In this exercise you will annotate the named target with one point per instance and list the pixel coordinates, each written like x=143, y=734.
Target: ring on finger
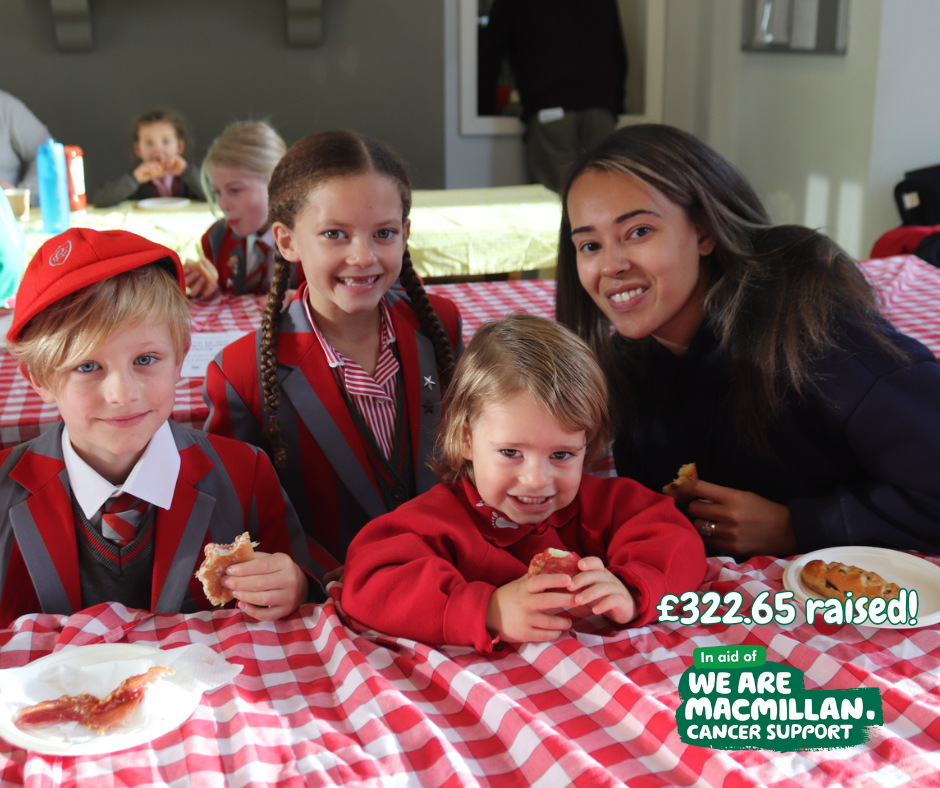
x=708, y=529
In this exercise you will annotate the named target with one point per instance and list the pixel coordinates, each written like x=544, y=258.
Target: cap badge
x=61, y=254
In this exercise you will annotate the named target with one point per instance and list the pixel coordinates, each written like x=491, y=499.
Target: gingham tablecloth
x=318, y=704
x=908, y=291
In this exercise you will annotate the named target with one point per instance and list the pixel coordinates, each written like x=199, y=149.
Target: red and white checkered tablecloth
x=318, y=704
x=908, y=291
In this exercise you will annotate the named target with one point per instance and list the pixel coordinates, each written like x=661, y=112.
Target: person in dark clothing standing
x=570, y=65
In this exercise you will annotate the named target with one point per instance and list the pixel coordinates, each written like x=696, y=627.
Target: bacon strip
x=98, y=715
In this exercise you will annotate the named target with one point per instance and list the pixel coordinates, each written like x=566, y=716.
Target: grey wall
x=379, y=71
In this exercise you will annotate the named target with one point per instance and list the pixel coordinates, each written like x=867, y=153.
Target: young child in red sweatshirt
x=526, y=409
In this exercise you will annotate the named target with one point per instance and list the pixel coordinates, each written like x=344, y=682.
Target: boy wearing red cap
x=116, y=503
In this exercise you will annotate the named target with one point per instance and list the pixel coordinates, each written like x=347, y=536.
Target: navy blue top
x=857, y=461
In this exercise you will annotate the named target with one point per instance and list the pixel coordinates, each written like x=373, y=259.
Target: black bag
x=918, y=197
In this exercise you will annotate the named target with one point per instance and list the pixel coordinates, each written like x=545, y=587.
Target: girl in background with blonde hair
x=235, y=176
x=344, y=386
x=527, y=408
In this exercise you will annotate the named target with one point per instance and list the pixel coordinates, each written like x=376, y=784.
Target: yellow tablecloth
x=461, y=232
x=456, y=232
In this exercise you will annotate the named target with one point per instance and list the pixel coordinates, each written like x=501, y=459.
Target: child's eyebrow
x=522, y=445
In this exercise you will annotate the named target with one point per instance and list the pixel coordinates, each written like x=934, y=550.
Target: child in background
x=159, y=142
x=527, y=407
x=344, y=386
x=235, y=175
x=117, y=502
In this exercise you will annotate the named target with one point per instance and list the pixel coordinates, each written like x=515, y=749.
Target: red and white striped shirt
x=374, y=397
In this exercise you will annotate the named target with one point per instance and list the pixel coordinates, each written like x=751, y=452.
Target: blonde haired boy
x=116, y=503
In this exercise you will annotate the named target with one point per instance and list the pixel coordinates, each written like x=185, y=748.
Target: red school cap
x=78, y=258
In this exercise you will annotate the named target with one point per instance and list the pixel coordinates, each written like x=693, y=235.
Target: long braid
x=270, y=387
x=430, y=322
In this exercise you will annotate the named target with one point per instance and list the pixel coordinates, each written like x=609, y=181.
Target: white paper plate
x=907, y=570
x=163, y=203
x=161, y=711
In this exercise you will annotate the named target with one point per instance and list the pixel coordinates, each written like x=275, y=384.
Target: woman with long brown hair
x=756, y=351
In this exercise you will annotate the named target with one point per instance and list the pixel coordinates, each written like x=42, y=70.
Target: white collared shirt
x=153, y=478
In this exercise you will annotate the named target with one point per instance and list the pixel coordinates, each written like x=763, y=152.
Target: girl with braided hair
x=343, y=387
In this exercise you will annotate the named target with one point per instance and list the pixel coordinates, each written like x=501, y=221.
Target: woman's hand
x=268, y=587
x=518, y=611
x=744, y=523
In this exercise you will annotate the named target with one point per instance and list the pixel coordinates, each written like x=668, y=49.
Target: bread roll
x=687, y=473
x=834, y=578
x=220, y=557
x=554, y=562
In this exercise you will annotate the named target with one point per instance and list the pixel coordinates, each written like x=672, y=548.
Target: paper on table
x=205, y=347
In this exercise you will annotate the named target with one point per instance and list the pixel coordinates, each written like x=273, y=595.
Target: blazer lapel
x=308, y=383
x=422, y=391
x=44, y=525
x=181, y=530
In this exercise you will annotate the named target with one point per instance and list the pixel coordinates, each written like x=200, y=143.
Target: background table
x=454, y=232
x=318, y=704
x=908, y=291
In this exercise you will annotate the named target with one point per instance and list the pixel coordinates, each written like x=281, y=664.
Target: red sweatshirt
x=427, y=570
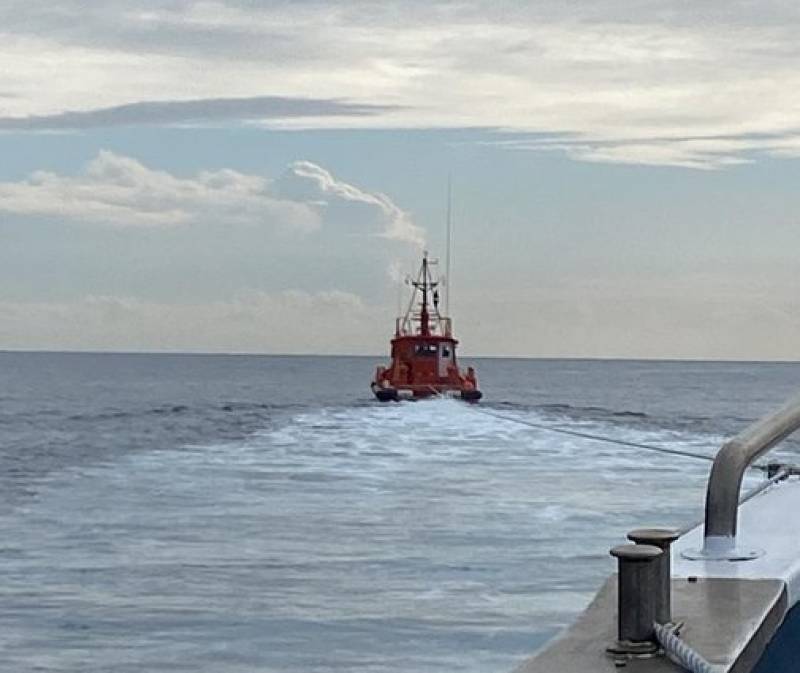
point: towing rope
(603, 438)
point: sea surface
(222, 513)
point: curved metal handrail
(725, 480)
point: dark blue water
(238, 513)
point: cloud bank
(120, 191)
(699, 85)
(191, 111)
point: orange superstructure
(424, 350)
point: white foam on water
(364, 529)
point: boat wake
(380, 534)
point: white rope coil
(681, 653)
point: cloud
(309, 183)
(192, 111)
(121, 227)
(292, 321)
(643, 76)
(120, 191)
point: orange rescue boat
(424, 350)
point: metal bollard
(661, 538)
(636, 593)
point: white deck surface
(769, 522)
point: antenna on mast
(449, 240)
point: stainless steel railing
(725, 481)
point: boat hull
(395, 394)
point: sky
(259, 176)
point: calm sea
(239, 513)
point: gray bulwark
(728, 621)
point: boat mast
(424, 328)
(447, 276)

|---|

An exact reproduction of the data is needed, with no pictures included.

Solution to the problem >>
In this exercise you will annotate the named target with one point per instance and list the pixel coordinates, each written like x=143, y=734.
Target: ring on finger
x=708, y=529
In this exercise you will annotate the named target with one point per instance and list the pixel coordinates, each written like x=544, y=258.
Target: cap badge
x=61, y=254
In this exercise you will annotate the named target with one point per instance and list the pixel coordinates, each written like x=491, y=499.
Target: gingham tablecloth
x=318, y=704
x=908, y=291
In this exercise you will annotate the named target with one point per instance and list the pixel coordinates, each written like x=199, y=149.
Target: red and white checkered tablecloth
x=318, y=704
x=908, y=291
In this exercise you will annotate the named target with one point per instance and list the pixel coordinates, each written like x=661, y=112.
Target: person in dark clothing standing
x=570, y=65
In this exercise you will annotate the named target with one point per instance and list the pixel coordinates, each written like x=696, y=627.
Target: bacon strip
x=98, y=715
In this exercise you will annotate the named target with one point per instance and list the pixel coordinates, each written like x=566, y=716.
Target: grey wall
x=379, y=71
In this exercise you will annotate the named target with one point per instance and list the pixel coordinates, each written like x=867, y=153.
Target: young child in red sweatshirt
x=526, y=409
In this exercise you will annotate the named target with one point per instance and list the pixel coordinates, each written like x=344, y=682.
Target: boy wearing red cap
x=116, y=503
In this exercise you will annotate the named target with one point per instance and list the pixel coordinates, each written like x=347, y=536.
Target: navy blue top
x=857, y=461
In this exercise you will annotate the named target with one point per instance and list the pixel coordinates, each written like x=373, y=259.
Target: black bag
x=918, y=197
In this exercise you will annotate the named target with one point per instance and list the pixel coordinates, each written like x=545, y=587.
Target: girl in background with blonde hair
x=235, y=176
x=344, y=386
x=527, y=408
In this exercise you will annotate the named target with one point per instance and list the pixel coordinates, each written like x=376, y=784.
Target: yellow tablecloth
x=461, y=232
x=456, y=232
In this exercise you will annotate the named target with one point per instance and list the pixel coordinates, each written like x=501, y=459.
Target: child's eyebrow
x=522, y=445
In this exercise you will annotate the named target with one point per instance and list the pixel coordinates, each written like x=934, y=550.
Target: child in background
x=159, y=142
x=527, y=407
x=344, y=386
x=235, y=175
x=117, y=502
In this exercise you will annotate the named target with one point per instance and list the pixel coordinates, each written like x=515, y=749.
Target: red and white striped shirt
x=374, y=397
In this exercise you will annotate the named target with one point per instance and list the pixel coordinates, each written like x=751, y=452.
Target: blonde haired boy
x=116, y=503
In this exercise you will annotate the named target with one point per instance and list the pixel coordinates, each written like x=185, y=748.
Target: red school cap
x=78, y=258
In this exercise you will annotate the named target with one point per instance and list the pixel coordinates, each written like x=693, y=235.
Target: long braid
x=270, y=387
x=430, y=322
In this exercise you will annotate the named target with one point per instance and list the pixel coordinates, each written like x=609, y=181.
Target: white paper plate
x=907, y=570
x=163, y=203
x=161, y=711
In this exercise you will annotate the named target with one point per instance and list the pixel coordinates, each written like x=275, y=384.
Target: woman with long brown hair
x=756, y=351
In this exercise you will annotate the named target with one point per instance and list the pixel coordinates, each written like x=42, y=70.
Target: white collared shirt
x=153, y=478
In this exercise you will annotate the named target with one point per instance and list the pixel coordinates, each written like x=763, y=152.
Target: girl with braided hair
x=343, y=387
In this exercise you will annotate the named target with one point per instance and list the pixel coordinates, each written like x=501, y=221.
Target: woman's hand
x=268, y=587
x=518, y=611
x=744, y=523
In this exercise you will annotate the named target with one point per instance and list the pixel coordinates, each written like x=668, y=49.
Target: bread roll
x=687, y=473
x=834, y=578
x=220, y=557
x=554, y=562
In this exercise you will annotate the named target with one point per instance and list the pixel coordinates, each written like x=672, y=548.
Target: paper on table
x=205, y=347
In this exercise you will annotate the named target with one point per instance and list the pixel coordinates, each written like x=273, y=595.
Target: blazer lapel
x=308, y=383
x=422, y=391
x=44, y=525
x=181, y=530
In this exercise you will annotate the named target with one point per instance and list the pixel coordinates, each written like x=200, y=143.
Target: background table
x=454, y=232
x=318, y=704
x=908, y=291
In this exercise you will annotate the named target with one point per instance and list the pixel coordinates, each written like x=281, y=664.
Target: red sweatshirt
x=427, y=570
point: towing rope
(603, 438)
point: sea surface
(222, 513)
point: curved metal handrail
(725, 480)
point: dark blue water
(238, 513)
point: cloud bank
(120, 191)
(699, 85)
(191, 111)
point: orange superstructure
(424, 350)
point: white foam on water
(364, 529)
point: boat wake
(380, 534)
point: white rope coil
(681, 653)
point: cloud
(309, 183)
(192, 111)
(121, 227)
(292, 321)
(643, 76)
(120, 191)
point: orange rescue boat
(424, 350)
point: metal bollard
(661, 538)
(636, 593)
point: white deck surface
(769, 522)
point: antenna on mast
(449, 240)
point: stainless steel railing
(725, 481)
point: boat hull
(395, 394)
point: sky
(259, 176)
point: calm sea
(239, 513)
point: gray bulwark
(728, 621)
point: boat mast
(424, 328)
(447, 276)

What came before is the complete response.